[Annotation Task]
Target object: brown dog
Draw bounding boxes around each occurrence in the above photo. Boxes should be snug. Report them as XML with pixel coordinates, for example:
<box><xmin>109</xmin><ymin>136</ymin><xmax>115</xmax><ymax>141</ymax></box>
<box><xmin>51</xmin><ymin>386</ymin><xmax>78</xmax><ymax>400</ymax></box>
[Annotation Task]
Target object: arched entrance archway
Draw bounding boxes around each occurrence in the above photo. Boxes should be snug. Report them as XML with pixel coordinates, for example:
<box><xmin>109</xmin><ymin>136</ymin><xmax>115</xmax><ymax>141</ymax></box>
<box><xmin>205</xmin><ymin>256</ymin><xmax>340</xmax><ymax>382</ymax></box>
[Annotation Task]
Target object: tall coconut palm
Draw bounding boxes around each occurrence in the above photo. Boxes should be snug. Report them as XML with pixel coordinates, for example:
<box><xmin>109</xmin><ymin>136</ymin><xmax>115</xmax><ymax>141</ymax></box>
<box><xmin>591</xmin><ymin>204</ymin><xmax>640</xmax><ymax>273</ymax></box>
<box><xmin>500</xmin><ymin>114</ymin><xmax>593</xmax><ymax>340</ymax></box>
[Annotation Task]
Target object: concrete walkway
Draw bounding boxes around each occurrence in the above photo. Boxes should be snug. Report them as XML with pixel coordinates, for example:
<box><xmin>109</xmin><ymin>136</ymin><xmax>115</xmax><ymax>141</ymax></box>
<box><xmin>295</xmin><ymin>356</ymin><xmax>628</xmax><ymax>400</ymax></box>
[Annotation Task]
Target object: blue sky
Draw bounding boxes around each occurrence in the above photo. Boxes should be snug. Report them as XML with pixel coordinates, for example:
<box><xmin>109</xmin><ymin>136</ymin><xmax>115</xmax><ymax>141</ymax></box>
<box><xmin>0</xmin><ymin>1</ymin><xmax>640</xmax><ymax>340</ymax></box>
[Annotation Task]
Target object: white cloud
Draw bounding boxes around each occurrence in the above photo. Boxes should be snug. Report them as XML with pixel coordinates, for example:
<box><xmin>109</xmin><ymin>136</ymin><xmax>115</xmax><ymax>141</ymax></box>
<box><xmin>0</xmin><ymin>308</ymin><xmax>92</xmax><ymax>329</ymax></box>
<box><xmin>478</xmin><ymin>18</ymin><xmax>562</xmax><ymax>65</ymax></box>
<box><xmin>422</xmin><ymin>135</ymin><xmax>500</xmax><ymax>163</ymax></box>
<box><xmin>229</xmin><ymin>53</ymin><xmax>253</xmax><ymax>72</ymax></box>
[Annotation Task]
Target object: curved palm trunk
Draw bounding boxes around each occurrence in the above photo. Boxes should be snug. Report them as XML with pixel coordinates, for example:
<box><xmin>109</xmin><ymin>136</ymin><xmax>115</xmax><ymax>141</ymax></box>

Problem statement: Gather every line above that contains the word "palm", and copy each of those lines in full.

The output:
Target object: tall coconut palm
Target object: curved palm trunk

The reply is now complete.